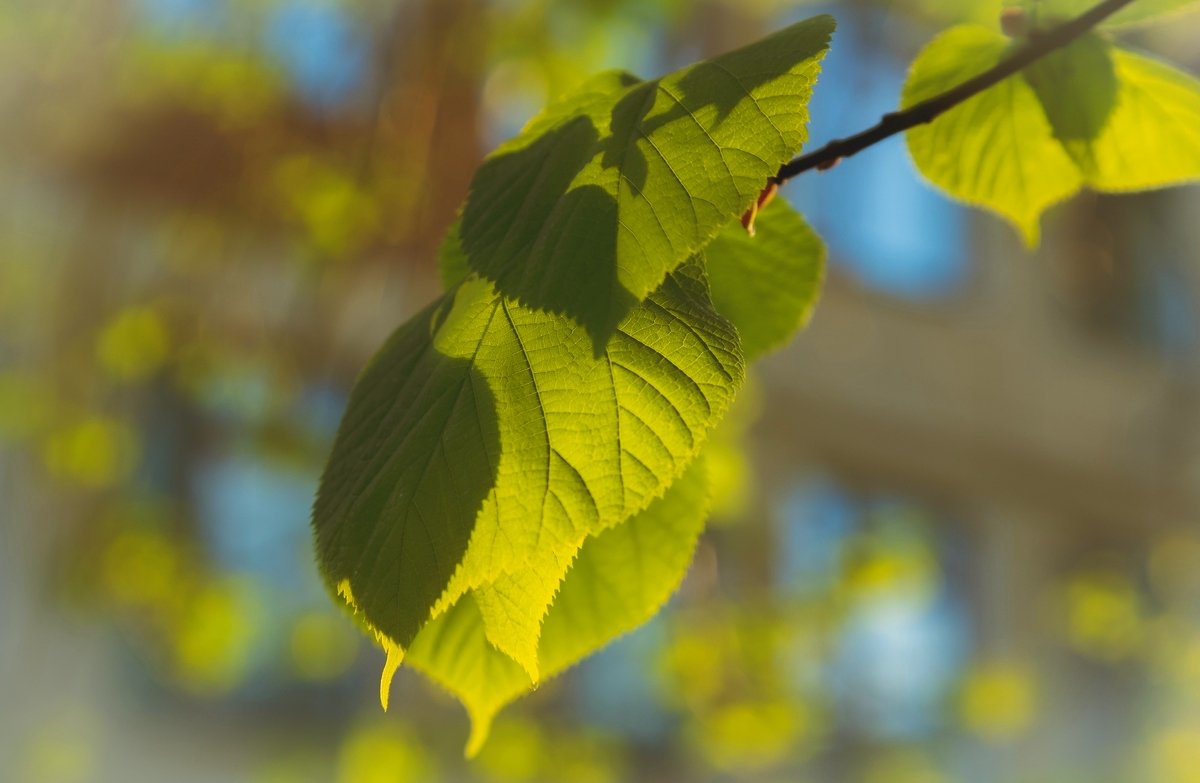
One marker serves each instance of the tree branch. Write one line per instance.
(1039, 45)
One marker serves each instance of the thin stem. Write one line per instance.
(1039, 45)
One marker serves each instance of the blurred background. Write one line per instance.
(960, 544)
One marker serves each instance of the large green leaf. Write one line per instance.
(486, 442)
(607, 191)
(995, 150)
(1089, 114)
(619, 580)
(767, 284)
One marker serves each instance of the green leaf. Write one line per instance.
(486, 442)
(996, 150)
(619, 580)
(1152, 138)
(768, 284)
(1049, 12)
(1077, 87)
(1089, 114)
(611, 189)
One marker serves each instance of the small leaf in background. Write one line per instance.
(1048, 12)
(611, 189)
(768, 284)
(1089, 114)
(619, 580)
(995, 150)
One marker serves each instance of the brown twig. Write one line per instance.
(1039, 43)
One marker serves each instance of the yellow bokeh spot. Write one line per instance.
(999, 700)
(216, 635)
(1104, 615)
(323, 646)
(693, 665)
(753, 735)
(141, 568)
(96, 452)
(882, 569)
(514, 753)
(730, 479)
(58, 758)
(337, 214)
(382, 753)
(133, 345)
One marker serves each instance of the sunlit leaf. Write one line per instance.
(619, 580)
(611, 189)
(768, 284)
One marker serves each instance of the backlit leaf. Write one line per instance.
(995, 150)
(588, 209)
(486, 442)
(619, 580)
(1089, 114)
(1048, 12)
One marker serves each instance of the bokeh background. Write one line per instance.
(961, 544)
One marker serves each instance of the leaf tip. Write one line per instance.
(395, 657)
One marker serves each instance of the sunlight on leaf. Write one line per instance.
(618, 581)
(995, 150)
(768, 284)
(466, 468)
(619, 183)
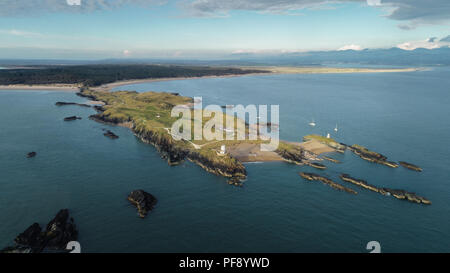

■ **Task to complete**
Print every entry exactly as written, without the pictures.

■ **Problem solution**
One marker serves each instance of the tree branch. Write one line per instance.
(1039, 45)
One marker serves each instance of the thin stem. Write one line per instance.
(1039, 45)
One marker serves each instance of the blurred background. Write one line per instance.
(960, 544)
One marker serves each instance of the large green leaf. Write one line per instance.
(486, 442)
(607, 191)
(995, 150)
(1089, 114)
(619, 580)
(767, 284)
One marker serves each instance of the green leaf. Write one line per instance.
(486, 442)
(996, 150)
(619, 580)
(1152, 138)
(768, 284)
(1049, 12)
(1077, 87)
(1089, 114)
(611, 189)
One marker serves each instance of the small leaf in background. Write one line per instance.
(1048, 12)
(611, 189)
(768, 284)
(1089, 114)
(619, 580)
(995, 150)
One marker serves each instance of the brown twig. Write one line per instance.
(1039, 43)
One marker serves each instance of the yellow bokeh spot. Write one line per instance.
(999, 700)
(216, 635)
(1104, 615)
(323, 646)
(693, 665)
(753, 735)
(141, 568)
(96, 452)
(882, 569)
(514, 753)
(730, 479)
(58, 758)
(337, 214)
(382, 753)
(133, 345)
One marker serves each instance of the sunlit leaf. Write one line per instance.
(619, 580)
(611, 189)
(768, 284)
One marker serves each instance of the backlit leaf. Write one line per instance.
(995, 150)
(588, 209)
(486, 442)
(619, 580)
(1089, 114)
(1048, 12)
One marker serves each instance of the bokeh background. Write one line per instance.
(961, 544)
One marker serves each instance of the leaf tip. Write one line per instance.
(395, 657)
One marker serves each instance of the sunlight on leaf. Write one line per instance.
(618, 581)
(995, 150)
(768, 284)
(466, 468)
(619, 183)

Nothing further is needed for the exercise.